↓
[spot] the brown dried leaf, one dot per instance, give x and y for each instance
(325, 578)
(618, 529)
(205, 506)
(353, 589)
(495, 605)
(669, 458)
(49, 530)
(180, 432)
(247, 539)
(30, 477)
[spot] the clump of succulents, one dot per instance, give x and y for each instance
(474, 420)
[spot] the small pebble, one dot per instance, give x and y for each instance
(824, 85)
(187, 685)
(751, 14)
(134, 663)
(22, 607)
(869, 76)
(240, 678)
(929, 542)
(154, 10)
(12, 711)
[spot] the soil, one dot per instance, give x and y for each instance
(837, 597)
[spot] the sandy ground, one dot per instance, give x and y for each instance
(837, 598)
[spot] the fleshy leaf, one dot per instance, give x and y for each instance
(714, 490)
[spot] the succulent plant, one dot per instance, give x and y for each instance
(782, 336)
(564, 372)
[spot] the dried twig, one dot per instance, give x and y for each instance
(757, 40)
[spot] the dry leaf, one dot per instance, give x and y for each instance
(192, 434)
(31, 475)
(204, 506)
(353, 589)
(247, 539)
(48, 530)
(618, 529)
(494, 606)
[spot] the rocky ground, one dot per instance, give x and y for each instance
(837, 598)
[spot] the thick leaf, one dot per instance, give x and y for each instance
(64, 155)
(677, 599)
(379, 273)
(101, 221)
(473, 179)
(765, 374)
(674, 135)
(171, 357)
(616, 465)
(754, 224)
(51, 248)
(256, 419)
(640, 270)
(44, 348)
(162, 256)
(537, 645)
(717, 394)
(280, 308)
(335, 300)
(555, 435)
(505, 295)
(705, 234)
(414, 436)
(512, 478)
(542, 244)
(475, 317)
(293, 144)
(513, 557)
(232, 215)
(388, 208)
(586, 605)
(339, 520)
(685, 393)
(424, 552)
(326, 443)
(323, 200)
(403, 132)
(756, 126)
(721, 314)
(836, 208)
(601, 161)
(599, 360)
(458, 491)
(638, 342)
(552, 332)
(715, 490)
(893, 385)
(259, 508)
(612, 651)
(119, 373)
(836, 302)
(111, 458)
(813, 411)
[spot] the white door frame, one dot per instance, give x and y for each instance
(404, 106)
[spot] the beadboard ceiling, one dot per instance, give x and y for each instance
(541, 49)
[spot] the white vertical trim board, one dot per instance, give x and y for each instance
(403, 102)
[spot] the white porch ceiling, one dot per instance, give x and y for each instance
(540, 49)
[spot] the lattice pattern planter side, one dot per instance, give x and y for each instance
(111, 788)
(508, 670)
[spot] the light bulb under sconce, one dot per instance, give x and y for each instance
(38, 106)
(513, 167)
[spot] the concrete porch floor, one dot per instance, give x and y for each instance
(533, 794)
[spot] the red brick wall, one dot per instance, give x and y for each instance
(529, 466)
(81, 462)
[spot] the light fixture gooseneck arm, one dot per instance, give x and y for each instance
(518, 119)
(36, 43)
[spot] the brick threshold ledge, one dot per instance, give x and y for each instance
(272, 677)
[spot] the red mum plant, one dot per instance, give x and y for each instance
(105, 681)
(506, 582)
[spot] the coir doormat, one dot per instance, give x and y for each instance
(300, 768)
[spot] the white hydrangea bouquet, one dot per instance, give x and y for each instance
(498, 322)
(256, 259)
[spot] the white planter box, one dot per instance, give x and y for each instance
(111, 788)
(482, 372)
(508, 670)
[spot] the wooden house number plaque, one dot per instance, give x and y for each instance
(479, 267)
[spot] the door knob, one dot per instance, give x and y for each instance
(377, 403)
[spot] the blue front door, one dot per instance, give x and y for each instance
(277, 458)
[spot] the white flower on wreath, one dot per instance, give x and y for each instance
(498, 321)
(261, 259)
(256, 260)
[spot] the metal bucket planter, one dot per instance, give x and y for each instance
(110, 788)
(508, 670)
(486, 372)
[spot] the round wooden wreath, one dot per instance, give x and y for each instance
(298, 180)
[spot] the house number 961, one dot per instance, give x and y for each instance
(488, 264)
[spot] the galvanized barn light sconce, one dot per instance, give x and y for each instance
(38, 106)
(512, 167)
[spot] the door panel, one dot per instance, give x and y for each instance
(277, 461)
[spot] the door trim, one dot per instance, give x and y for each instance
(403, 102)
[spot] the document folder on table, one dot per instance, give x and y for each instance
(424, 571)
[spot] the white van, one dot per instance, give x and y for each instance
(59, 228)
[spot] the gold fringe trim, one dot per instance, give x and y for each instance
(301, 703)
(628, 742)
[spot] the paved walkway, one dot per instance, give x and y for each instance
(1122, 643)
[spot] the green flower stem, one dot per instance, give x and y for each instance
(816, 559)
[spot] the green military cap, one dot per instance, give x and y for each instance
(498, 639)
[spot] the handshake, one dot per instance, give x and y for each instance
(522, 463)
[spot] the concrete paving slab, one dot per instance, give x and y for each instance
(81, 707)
↑
Type the material above out again, exactly.

[spot] the brown dried leaf, one dot per instance, give x and y for each instance
(325, 578)
(618, 529)
(205, 506)
(353, 589)
(495, 605)
(669, 458)
(49, 530)
(180, 432)
(247, 539)
(30, 477)
[spot] the clump of succulents, one dot per instance, give x and y for each instance
(474, 420)
[spot] the small pebble, one dot per instance, give x and y for each instance
(824, 85)
(187, 685)
(751, 14)
(134, 663)
(22, 607)
(869, 76)
(240, 678)
(929, 542)
(154, 10)
(12, 711)
[spot] the soil, one dot per instance, give x and y for each instance
(837, 597)
[spot] the sandy ground, one dot per instance, give x and y for each instance
(837, 598)
[spot] the fleshy leaf, one dot per instance, give x and y for each instance
(714, 490)
[spot] the succulent plant, one dot per instance, give x and y for each instance
(782, 336)
(564, 372)
[spot] the dried twig, one dot per instance, give x and y for each instance
(757, 40)
[spot] the dry leaf, one dot per instance, give x and y for each instance
(192, 434)
(31, 475)
(204, 506)
(353, 589)
(247, 539)
(48, 530)
(618, 529)
(494, 606)
[spot] the rocky ground, one dot per instance, give x and y for each instance
(837, 598)
[spot] the thick leaf, one dot per instance, give x and y for each instance
(64, 155)
(677, 599)
(379, 273)
(101, 221)
(473, 179)
(765, 374)
(674, 135)
(171, 357)
(616, 465)
(754, 224)
(51, 248)
(256, 419)
(640, 270)
(44, 348)
(162, 256)
(537, 645)
(717, 394)
(280, 308)
(335, 300)
(555, 435)
(505, 295)
(705, 234)
(414, 436)
(512, 478)
(542, 244)
(475, 317)
(293, 144)
(513, 557)
(232, 215)
(388, 208)
(586, 605)
(339, 520)
(685, 393)
(424, 552)
(326, 443)
(323, 200)
(403, 132)
(756, 126)
(721, 314)
(836, 208)
(601, 161)
(599, 360)
(458, 491)
(638, 342)
(552, 332)
(715, 490)
(893, 385)
(259, 508)
(612, 651)
(119, 373)
(836, 302)
(111, 458)
(813, 411)
[spot] the white door frame, one dot per instance, give x and y for each instance
(404, 106)
[spot] the beadboard ceiling, one dot per instance, give x and y for each instance
(541, 49)
[spot] the white vertical trim board, one dot per instance, give x and y for each instance
(403, 102)
[spot] the white porch ceiling, one dot per instance, give x and y for each instance
(540, 49)
[spot] the lattice pattern planter side, one dot per instance, give x and y for each instance
(111, 788)
(508, 670)
[spot] the light bulb under sconce, one dot per instance, give x and y for each instance
(38, 106)
(513, 167)
[spot] the concrete porch floor, one dot per instance, give x and y for each instance
(533, 794)
[spot] the red brick wall, one dot per instance, give x and y for each instance
(529, 466)
(81, 462)
[spot] the light fixture gooseneck arm, one dot per instance, give x and y for each instance
(518, 119)
(36, 43)
[spot] the brick threshold ledge, one dot per instance, give x and y for each instance
(272, 677)
[spot] the red mum plant, one dot per instance, give x and y for each instance
(105, 681)
(506, 582)
[spot] the coir doormat, one dot per instance, give x and y for each instance
(300, 768)
[spot] the white hydrangea bouquet, one dot per instance, give x and y for each instance
(498, 322)
(256, 259)
[spot] the white planter box, one dot per instance, give x and y for each instance
(111, 788)
(482, 372)
(508, 670)
[spot] the wooden house number plaque, one dot per instance, give x and y for each instance
(479, 267)
[spot] the door knob, one dot per instance, give x and y for each instance
(377, 403)
[spot] the blue front door, one dot per instance, give x and y for each instance
(277, 458)
[spot] the white flower on wreath, one dot per instance, give x and y for each instance
(498, 321)
(261, 259)
(256, 260)
[spot] the metal bucket planter, one dot per instance, give x and y for each instance
(110, 788)
(508, 670)
(486, 372)
[spot] the round wooden wreath, one dot per instance, give x and y for each instance
(298, 180)
[spot] the house number 961, one dot per instance, give x and y for each instance
(488, 264)
[spot] the galvanized barn light sconce, one dot per instance, give x and y for each instance
(38, 106)
(512, 167)
[spot] the door panel, one dot per instance, give x and y for each instance
(277, 461)
[spot] the door trim, one dot per instance, give x and y for each instance
(403, 102)
[spot] the document folder on table, one dot per instance, give x and y for each instance
(424, 571)
[spot] the white van, one dot per instance, give x and y for each instance
(59, 228)
[spot] the gold fringe trim, one dot per instance, give x and y for each instance
(301, 703)
(628, 742)
[spot] the paved walkway, one dot per instance, give x and y for each instance
(1122, 643)
[spot] the green flower stem, one dot per instance, give x and y for each instance
(816, 559)
[spot] the green military cap, one dot per instance, give x and y for each instance
(498, 639)
[spot] the handshake, one dot per instance, give x and y for each instance
(522, 463)
[spot] the concrete paving slab, one dot per instance, give x and y for each instance
(81, 707)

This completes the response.